Directions for this task:
Reproduce only the lines that run from the line with "annotation. Detect overcast" to the last line of the material, both ends included, exactly as they appear.

[Raw records]
[start]
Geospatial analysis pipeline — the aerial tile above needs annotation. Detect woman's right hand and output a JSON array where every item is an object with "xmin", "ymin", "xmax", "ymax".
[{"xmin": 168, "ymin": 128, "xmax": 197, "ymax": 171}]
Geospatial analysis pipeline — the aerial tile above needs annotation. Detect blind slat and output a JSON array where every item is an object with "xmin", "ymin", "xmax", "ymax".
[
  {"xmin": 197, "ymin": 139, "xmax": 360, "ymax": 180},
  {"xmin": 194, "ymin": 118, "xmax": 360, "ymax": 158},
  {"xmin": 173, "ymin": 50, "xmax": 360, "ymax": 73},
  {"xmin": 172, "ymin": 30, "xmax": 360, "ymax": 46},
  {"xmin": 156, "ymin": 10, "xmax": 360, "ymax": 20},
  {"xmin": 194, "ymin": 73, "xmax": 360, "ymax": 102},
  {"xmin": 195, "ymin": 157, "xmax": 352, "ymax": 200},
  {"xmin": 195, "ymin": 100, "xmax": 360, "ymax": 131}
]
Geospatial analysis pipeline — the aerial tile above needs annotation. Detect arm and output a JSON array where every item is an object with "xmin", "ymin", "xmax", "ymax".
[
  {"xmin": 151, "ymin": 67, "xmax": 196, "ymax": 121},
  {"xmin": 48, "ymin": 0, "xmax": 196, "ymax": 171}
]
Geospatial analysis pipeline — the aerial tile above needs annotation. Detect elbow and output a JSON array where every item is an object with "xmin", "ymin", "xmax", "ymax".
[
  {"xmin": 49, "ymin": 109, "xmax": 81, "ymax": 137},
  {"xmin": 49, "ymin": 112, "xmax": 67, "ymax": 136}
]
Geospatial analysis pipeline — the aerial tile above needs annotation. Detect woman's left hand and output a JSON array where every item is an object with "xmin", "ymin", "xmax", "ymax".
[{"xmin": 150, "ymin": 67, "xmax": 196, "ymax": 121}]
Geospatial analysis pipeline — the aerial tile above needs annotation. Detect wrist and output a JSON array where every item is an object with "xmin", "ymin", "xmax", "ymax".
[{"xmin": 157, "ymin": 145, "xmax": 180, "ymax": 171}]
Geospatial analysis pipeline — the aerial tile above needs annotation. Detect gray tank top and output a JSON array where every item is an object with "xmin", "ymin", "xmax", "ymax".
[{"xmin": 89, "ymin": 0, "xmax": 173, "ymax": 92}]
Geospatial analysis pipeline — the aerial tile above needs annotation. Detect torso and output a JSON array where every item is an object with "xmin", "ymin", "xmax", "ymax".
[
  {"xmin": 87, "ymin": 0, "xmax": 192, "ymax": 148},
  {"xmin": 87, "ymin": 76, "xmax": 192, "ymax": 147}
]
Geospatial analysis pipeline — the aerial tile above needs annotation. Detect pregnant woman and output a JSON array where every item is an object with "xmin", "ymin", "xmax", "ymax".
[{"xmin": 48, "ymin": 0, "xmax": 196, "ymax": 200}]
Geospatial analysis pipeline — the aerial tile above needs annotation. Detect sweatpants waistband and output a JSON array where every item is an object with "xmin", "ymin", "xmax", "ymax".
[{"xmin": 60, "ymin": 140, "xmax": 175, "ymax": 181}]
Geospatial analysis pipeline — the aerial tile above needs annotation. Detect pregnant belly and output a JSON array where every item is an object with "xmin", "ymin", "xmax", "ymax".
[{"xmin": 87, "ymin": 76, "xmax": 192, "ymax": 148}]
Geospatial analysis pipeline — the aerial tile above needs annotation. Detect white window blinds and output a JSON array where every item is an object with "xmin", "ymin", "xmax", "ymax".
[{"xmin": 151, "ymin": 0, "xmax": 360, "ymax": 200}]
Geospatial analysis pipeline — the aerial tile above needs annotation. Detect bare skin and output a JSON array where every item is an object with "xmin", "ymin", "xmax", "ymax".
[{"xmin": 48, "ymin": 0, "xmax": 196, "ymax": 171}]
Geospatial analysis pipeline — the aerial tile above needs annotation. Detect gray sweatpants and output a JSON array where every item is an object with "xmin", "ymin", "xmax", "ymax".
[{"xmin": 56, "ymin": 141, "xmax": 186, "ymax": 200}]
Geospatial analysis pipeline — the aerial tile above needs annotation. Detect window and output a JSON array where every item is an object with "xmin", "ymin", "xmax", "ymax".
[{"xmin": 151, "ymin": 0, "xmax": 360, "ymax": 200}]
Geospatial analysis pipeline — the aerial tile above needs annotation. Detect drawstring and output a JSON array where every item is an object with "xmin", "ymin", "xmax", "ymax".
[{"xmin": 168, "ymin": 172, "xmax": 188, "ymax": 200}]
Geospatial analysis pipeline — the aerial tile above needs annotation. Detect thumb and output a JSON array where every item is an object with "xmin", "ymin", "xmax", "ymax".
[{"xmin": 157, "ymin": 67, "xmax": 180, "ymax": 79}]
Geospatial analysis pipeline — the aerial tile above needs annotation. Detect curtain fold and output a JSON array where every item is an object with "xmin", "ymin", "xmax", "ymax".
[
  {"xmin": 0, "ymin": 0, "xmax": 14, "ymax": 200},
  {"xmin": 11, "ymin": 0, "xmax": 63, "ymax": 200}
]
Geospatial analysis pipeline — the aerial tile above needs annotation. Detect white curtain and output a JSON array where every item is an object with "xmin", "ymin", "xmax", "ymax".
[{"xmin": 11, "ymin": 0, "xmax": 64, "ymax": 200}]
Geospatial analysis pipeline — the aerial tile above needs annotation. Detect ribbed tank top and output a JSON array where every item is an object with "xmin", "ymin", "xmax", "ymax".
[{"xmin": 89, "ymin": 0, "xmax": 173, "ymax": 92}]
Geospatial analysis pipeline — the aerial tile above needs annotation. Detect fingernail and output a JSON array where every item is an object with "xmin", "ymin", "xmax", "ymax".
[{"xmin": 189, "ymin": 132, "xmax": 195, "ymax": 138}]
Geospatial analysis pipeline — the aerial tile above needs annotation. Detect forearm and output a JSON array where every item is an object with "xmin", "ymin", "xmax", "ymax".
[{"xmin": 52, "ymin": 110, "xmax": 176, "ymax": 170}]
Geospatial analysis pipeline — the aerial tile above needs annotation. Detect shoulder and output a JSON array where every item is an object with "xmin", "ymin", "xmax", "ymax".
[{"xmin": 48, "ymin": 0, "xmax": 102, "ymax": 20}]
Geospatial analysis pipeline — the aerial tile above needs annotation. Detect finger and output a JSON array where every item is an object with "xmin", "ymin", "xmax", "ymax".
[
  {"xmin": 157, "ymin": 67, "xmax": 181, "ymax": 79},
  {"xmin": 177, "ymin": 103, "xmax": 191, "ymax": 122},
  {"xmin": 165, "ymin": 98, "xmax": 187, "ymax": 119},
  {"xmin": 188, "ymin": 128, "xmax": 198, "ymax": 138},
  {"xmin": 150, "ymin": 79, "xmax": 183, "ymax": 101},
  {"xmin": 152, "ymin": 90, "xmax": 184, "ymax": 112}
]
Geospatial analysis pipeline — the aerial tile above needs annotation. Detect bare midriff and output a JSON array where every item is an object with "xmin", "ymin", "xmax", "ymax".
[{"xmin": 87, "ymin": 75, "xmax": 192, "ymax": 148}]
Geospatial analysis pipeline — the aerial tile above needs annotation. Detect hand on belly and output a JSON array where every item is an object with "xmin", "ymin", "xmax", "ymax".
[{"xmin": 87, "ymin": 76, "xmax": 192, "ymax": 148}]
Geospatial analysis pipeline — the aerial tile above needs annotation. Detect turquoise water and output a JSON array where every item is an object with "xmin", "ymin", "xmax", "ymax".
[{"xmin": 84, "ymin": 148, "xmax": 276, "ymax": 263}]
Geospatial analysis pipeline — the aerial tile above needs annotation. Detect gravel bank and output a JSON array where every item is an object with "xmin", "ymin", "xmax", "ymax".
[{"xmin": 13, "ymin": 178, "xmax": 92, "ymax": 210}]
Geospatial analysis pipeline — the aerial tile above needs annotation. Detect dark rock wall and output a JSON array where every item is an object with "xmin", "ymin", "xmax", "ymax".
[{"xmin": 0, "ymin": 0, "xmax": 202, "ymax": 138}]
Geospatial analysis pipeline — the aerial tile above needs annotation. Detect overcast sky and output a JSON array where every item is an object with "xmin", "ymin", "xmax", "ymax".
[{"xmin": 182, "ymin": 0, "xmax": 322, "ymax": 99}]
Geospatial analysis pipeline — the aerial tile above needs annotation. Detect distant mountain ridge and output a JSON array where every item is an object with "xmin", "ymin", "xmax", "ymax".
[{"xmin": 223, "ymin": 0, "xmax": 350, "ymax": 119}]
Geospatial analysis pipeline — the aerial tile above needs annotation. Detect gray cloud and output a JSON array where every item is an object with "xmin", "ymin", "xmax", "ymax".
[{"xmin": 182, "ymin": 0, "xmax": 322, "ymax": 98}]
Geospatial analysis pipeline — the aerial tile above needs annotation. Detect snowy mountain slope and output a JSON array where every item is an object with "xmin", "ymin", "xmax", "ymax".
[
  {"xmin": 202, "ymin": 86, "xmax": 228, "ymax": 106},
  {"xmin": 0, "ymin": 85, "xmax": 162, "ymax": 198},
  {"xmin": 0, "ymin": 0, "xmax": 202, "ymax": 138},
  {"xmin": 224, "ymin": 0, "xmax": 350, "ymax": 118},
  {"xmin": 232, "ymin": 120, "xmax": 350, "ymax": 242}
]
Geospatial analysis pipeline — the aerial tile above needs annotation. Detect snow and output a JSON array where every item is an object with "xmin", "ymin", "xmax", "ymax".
[end]
Written solution:
Geospatial analysis pipeline — the aerial tile above needs annotation. Detect overcast sky and output a JSON array where every item is an object with "xmin", "ymin", "xmax", "ymax".
[{"xmin": 182, "ymin": 0, "xmax": 322, "ymax": 99}]
Geospatial analysis pipeline — the aerial tile above needs annotation. Detect distant mountain ridge and output a JSON array where every item is an object with "xmin", "ymin", "xmax", "ymax".
[{"xmin": 223, "ymin": 0, "xmax": 350, "ymax": 119}]
Geospatial analysis pipeline — the aerial tile above needs annotation. Detect gray cloud and output a JSON array where every item is an object with "xmin", "ymin", "xmax", "ymax".
[{"xmin": 182, "ymin": 0, "xmax": 322, "ymax": 98}]
Geospatial analysis pipeline — the aerial tile above needs annotation. Detect snowy mountain slope and output a JSON array where every item is an object with "xmin", "ymin", "xmax", "ymax".
[
  {"xmin": 202, "ymin": 86, "xmax": 228, "ymax": 106},
  {"xmin": 0, "ymin": 85, "xmax": 162, "ymax": 198},
  {"xmin": 0, "ymin": 0, "xmax": 202, "ymax": 138},
  {"xmin": 224, "ymin": 0, "xmax": 350, "ymax": 118},
  {"xmin": 232, "ymin": 120, "xmax": 350, "ymax": 242}
]
Geospatial analysis pipeline — the aerial tile above needs annotation. Detect snow and output a JSON array where every item is an object with "xmin", "ymin", "xmax", "ymax".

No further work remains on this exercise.